Work item:
Look for the line containing "box: [241, 262, 450, 304]" in the entries below, then print that line and all that follow it exactly.

(Collected data entries)
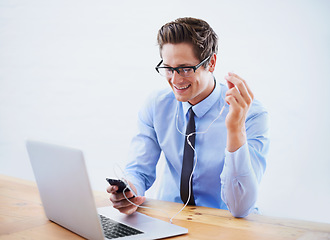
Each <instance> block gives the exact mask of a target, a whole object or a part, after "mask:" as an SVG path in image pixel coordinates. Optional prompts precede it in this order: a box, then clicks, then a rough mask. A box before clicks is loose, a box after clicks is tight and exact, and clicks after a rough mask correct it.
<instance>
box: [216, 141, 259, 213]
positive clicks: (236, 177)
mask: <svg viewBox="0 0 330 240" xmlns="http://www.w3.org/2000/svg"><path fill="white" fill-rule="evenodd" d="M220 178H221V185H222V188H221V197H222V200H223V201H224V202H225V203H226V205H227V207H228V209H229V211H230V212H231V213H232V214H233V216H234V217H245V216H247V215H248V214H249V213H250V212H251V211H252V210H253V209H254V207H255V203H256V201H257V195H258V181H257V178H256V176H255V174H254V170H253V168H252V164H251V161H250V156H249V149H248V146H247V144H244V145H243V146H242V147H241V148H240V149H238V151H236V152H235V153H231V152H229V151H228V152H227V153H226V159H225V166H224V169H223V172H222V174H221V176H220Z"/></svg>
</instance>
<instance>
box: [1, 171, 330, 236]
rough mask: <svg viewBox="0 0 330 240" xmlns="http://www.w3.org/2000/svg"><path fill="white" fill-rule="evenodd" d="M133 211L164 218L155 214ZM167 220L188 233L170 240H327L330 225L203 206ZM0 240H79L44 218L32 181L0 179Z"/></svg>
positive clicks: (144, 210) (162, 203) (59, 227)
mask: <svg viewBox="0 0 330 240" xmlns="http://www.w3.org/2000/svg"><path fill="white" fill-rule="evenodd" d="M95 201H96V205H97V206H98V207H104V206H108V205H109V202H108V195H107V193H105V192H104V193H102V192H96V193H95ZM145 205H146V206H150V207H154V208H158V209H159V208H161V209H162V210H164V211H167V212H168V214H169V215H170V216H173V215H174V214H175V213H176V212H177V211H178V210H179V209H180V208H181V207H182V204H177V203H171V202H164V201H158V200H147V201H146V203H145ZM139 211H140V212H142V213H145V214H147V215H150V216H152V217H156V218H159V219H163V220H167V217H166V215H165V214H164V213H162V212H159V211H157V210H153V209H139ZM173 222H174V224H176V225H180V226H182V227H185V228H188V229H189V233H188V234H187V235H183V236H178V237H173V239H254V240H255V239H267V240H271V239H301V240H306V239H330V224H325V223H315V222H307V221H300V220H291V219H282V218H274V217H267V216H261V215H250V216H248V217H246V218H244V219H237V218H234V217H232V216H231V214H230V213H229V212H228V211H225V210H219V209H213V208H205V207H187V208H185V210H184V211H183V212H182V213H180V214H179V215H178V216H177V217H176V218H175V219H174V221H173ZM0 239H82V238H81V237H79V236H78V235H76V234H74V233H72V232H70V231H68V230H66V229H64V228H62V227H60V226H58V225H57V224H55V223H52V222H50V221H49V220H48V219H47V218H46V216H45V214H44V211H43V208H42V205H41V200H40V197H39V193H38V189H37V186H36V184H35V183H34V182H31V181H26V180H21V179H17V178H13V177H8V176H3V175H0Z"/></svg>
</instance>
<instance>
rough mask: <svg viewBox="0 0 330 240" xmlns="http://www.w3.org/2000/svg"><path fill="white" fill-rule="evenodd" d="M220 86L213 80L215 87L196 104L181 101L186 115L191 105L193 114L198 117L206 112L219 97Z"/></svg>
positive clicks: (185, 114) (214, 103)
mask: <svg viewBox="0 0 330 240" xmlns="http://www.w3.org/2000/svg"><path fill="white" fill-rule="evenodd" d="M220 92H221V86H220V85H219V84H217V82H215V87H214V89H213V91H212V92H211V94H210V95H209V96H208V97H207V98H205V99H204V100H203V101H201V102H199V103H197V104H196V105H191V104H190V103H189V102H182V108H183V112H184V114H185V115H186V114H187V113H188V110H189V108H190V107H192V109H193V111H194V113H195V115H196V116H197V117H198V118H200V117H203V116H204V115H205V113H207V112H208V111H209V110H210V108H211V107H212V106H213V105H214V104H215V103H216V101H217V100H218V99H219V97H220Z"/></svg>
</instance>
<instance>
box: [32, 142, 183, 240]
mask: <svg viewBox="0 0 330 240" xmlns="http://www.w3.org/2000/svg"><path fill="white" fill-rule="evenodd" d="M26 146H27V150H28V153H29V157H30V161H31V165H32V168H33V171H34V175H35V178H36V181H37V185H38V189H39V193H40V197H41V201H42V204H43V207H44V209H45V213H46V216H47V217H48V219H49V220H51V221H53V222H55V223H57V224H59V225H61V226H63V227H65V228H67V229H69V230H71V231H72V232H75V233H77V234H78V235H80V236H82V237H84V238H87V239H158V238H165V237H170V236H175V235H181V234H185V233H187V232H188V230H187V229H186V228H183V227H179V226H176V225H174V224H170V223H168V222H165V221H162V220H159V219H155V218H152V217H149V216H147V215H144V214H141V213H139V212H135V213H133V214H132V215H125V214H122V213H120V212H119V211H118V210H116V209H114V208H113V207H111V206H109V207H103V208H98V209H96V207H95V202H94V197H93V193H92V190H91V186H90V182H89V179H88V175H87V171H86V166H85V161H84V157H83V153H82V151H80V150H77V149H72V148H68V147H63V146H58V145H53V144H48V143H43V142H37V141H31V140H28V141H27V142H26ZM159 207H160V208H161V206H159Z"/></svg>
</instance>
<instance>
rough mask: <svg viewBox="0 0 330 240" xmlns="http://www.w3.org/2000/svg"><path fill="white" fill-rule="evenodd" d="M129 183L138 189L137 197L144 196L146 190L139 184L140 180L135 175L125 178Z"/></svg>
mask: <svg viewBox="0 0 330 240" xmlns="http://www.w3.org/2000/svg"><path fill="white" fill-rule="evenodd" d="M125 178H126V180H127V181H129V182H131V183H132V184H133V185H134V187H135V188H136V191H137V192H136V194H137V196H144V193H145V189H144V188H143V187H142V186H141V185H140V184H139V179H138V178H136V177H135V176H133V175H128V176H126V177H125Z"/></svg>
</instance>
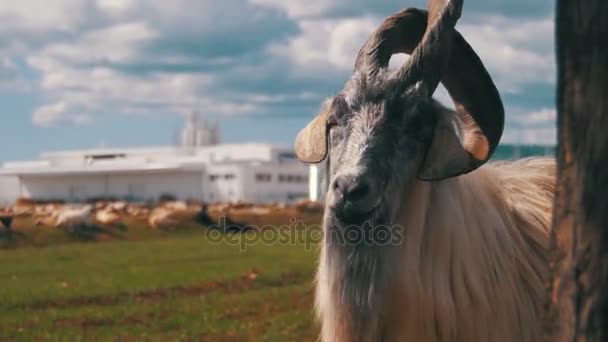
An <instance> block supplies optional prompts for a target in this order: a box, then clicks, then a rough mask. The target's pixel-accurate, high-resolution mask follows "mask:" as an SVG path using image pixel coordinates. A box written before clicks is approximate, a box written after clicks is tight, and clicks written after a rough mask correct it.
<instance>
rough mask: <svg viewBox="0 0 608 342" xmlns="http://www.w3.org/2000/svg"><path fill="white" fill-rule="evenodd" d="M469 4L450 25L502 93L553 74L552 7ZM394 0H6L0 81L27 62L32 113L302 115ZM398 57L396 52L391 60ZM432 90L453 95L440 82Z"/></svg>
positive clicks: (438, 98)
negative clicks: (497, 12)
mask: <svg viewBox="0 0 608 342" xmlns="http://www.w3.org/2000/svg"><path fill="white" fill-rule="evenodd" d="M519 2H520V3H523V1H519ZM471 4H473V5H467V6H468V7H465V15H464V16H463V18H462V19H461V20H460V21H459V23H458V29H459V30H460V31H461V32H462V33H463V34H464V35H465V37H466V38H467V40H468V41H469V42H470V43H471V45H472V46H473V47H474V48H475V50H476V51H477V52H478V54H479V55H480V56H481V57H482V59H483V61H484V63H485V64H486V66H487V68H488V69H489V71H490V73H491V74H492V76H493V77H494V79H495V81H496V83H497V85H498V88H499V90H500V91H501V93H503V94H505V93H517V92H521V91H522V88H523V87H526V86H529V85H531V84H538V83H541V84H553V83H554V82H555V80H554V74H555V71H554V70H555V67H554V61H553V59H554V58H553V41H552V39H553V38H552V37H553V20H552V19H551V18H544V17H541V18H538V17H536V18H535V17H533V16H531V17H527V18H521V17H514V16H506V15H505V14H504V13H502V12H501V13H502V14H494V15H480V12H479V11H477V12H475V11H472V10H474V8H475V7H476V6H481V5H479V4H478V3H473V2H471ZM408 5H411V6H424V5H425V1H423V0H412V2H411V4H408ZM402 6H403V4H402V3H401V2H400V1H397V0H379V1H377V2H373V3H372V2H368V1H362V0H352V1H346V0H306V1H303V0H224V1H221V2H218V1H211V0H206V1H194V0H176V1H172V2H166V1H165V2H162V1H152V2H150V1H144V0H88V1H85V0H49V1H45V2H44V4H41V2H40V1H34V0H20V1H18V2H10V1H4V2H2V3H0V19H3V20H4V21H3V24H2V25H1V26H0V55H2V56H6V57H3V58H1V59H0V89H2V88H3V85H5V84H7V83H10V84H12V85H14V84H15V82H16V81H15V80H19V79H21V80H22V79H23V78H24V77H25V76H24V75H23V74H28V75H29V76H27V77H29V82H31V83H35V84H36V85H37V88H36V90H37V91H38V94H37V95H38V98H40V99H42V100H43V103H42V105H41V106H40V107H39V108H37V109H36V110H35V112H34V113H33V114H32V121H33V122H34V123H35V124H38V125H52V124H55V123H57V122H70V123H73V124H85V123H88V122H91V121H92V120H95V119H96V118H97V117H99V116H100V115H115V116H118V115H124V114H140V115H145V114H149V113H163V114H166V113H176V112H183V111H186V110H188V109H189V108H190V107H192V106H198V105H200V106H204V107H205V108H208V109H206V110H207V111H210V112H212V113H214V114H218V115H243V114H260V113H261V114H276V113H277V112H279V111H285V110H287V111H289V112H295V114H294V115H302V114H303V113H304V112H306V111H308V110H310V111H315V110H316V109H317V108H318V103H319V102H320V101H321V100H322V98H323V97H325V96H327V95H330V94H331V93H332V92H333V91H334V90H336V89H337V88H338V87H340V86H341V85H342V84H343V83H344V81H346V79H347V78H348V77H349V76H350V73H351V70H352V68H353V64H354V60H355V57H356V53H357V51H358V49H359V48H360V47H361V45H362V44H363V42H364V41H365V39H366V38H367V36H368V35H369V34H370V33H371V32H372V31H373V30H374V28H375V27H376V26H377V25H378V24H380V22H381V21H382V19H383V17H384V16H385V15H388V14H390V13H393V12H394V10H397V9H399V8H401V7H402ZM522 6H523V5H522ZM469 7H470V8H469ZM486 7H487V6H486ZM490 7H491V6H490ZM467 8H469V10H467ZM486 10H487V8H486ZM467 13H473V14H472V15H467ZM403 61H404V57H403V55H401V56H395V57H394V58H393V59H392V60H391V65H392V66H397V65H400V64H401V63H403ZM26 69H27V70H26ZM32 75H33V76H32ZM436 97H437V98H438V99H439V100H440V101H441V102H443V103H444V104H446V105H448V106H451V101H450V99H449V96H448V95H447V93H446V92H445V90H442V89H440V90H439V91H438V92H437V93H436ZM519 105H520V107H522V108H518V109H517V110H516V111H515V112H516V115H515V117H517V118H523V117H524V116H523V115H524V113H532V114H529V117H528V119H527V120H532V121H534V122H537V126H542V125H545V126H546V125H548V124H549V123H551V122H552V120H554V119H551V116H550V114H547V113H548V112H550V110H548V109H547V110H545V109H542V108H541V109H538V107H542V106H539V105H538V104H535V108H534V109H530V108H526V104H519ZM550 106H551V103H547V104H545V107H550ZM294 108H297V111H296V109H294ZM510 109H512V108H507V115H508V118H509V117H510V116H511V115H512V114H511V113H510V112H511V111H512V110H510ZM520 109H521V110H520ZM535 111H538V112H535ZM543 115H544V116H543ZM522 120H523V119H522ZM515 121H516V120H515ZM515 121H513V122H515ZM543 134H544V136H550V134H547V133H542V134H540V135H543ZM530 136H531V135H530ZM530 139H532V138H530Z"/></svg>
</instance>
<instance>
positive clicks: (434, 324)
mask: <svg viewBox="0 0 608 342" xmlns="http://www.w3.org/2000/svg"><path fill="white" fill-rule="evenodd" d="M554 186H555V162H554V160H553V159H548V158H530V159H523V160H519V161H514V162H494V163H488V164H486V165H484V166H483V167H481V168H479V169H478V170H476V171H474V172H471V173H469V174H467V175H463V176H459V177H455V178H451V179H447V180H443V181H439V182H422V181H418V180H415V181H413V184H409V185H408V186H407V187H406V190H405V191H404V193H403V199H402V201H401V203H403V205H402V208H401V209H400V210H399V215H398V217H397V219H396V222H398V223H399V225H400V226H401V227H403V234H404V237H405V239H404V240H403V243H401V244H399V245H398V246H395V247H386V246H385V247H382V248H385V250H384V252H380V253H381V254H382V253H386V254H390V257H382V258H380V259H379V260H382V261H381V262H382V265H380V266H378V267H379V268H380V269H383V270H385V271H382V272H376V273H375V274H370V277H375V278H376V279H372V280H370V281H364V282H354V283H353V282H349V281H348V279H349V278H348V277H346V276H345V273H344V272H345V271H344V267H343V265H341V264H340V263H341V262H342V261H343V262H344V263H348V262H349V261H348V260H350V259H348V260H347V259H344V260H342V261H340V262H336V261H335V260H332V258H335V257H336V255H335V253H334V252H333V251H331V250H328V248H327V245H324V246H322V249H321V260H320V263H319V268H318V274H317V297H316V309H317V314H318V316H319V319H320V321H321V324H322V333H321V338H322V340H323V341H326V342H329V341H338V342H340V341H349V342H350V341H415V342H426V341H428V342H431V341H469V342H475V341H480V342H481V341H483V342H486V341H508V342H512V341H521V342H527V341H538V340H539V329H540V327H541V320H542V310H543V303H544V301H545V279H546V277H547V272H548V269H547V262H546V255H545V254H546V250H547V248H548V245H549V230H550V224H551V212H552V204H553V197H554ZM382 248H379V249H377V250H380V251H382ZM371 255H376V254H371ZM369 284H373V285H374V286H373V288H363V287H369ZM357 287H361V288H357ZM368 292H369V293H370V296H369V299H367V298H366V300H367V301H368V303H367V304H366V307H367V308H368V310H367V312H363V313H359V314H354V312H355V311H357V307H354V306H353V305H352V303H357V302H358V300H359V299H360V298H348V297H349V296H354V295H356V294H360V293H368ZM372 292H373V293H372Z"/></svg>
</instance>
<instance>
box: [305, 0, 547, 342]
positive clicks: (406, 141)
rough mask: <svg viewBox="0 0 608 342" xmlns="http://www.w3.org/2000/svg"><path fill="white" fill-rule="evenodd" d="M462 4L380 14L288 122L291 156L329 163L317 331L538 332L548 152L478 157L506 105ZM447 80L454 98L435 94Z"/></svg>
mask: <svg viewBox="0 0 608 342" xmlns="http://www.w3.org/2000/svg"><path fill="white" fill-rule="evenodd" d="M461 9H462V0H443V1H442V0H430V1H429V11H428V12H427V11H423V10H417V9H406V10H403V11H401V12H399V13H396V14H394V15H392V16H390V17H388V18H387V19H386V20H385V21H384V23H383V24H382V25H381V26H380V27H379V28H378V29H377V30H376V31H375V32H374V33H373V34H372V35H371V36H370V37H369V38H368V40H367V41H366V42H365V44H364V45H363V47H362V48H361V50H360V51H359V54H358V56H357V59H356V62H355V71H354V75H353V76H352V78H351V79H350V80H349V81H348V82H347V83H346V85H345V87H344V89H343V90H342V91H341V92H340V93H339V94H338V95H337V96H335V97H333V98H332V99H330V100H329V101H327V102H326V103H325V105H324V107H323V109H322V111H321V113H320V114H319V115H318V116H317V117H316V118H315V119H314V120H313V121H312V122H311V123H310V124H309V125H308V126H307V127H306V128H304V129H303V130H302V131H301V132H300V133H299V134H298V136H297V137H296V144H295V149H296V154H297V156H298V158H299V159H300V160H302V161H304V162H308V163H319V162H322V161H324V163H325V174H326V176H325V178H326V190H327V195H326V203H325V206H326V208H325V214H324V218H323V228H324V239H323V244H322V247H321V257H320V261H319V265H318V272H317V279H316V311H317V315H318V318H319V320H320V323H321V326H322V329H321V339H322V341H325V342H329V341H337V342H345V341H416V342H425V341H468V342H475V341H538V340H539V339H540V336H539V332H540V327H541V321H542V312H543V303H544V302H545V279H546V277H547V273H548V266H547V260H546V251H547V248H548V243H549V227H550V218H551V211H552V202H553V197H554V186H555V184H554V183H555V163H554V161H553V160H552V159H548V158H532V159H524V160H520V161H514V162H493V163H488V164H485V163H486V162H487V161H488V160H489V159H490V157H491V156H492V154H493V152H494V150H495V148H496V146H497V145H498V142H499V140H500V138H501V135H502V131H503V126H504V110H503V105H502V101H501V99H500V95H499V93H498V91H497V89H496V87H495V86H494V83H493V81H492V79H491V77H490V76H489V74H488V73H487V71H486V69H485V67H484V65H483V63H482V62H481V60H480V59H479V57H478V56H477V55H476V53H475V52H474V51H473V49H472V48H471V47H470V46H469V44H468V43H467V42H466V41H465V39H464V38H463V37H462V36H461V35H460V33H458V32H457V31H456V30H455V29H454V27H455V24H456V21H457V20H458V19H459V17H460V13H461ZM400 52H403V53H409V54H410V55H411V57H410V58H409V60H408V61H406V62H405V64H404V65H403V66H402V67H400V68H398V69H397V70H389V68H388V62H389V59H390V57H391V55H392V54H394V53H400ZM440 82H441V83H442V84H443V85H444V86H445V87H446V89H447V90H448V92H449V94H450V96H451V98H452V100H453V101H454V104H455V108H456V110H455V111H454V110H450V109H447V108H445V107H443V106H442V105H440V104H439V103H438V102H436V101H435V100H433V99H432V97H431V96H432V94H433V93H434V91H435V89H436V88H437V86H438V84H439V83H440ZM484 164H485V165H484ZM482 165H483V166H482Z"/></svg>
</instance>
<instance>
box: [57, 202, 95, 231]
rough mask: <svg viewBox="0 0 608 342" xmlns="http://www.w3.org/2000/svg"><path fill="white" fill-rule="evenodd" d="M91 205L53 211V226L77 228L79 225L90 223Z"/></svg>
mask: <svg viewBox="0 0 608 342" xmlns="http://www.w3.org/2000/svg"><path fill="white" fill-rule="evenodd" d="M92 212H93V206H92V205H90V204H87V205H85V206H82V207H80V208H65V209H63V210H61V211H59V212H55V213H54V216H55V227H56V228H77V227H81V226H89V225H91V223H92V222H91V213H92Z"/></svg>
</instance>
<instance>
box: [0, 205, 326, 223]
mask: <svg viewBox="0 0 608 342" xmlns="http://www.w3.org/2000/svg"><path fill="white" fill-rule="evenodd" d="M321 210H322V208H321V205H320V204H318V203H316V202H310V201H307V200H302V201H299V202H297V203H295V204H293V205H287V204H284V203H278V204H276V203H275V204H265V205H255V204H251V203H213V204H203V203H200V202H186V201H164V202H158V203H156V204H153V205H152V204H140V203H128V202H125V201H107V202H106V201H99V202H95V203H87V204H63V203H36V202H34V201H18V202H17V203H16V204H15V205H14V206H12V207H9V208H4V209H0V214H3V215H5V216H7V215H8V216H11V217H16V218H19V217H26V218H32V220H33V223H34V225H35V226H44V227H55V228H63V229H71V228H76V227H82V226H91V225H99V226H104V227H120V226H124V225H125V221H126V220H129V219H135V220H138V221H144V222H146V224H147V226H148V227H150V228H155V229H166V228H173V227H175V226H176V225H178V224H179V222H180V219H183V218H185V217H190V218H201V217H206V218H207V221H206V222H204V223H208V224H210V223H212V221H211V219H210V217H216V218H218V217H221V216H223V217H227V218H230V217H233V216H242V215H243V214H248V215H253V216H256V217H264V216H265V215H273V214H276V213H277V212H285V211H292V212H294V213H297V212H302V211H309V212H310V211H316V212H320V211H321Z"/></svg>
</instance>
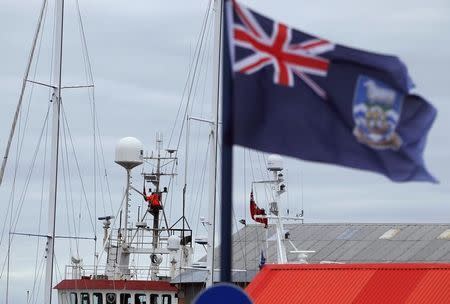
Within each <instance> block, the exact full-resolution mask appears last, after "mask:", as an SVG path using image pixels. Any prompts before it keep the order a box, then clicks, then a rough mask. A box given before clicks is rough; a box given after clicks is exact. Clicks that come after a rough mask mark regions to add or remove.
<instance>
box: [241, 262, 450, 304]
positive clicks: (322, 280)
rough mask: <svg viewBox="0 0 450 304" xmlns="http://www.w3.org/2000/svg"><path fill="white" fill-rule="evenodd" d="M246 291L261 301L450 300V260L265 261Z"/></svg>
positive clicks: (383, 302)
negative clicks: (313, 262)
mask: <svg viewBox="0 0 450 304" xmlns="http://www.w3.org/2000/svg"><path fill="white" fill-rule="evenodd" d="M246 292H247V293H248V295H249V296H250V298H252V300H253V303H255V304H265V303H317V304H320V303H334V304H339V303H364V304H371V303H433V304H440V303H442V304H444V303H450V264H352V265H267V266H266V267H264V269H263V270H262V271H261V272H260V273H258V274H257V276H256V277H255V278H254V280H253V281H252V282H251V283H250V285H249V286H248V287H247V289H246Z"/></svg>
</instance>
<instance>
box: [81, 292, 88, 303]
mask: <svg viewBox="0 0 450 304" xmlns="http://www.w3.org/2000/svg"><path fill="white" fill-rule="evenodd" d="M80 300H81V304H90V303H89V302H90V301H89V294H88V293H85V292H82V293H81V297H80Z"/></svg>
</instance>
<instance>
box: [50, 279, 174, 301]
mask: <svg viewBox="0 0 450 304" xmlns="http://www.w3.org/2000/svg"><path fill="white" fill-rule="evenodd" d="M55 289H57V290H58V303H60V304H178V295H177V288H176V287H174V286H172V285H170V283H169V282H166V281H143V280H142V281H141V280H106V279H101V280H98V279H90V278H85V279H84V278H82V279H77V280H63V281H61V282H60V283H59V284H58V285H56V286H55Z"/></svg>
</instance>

Expected output:
box: [241, 262, 450, 304]
positive clicks: (322, 280)
rough mask: <svg viewBox="0 0 450 304" xmlns="http://www.w3.org/2000/svg"><path fill="white" fill-rule="evenodd" d="M246 291L261 301L450 300V260L265 261Z"/></svg>
positive clicks: (383, 302)
negative clicks: (313, 262)
mask: <svg viewBox="0 0 450 304" xmlns="http://www.w3.org/2000/svg"><path fill="white" fill-rule="evenodd" d="M246 292H247V293H248V295H249V296H250V298H252V300H253V303H255V304H265V303H317V304H320V303H334V304H339V303H364V304H371V303H433V304H440V303H442V304H444V303H450V264H352V265H267V266H266V267H264V269H263V270H262V271H261V272H260V273H258V274H257V276H256V277H255V278H254V280H253V281H252V282H251V283H250V285H249V286H248V287H247V289H246Z"/></svg>
</instance>
<instance>
box: [81, 292, 88, 303]
mask: <svg viewBox="0 0 450 304" xmlns="http://www.w3.org/2000/svg"><path fill="white" fill-rule="evenodd" d="M80 300H81V304H90V303H89V302H90V301H89V294H88V293H85V292H82V293H81V297H80Z"/></svg>
</instance>
<instance>
box: [50, 279, 174, 301]
mask: <svg viewBox="0 0 450 304" xmlns="http://www.w3.org/2000/svg"><path fill="white" fill-rule="evenodd" d="M55 289H57V290H58V303H60V304H178V295H177V288H176V287H174V286H172V285H170V283H169V282H166V281H143V280H142V281H141V280H106V279H101V280H98V279H90V278H85V279H84V278H82V279H77V280H63V281H61V282H60V283H59V284H58V285H56V286H55Z"/></svg>
</instance>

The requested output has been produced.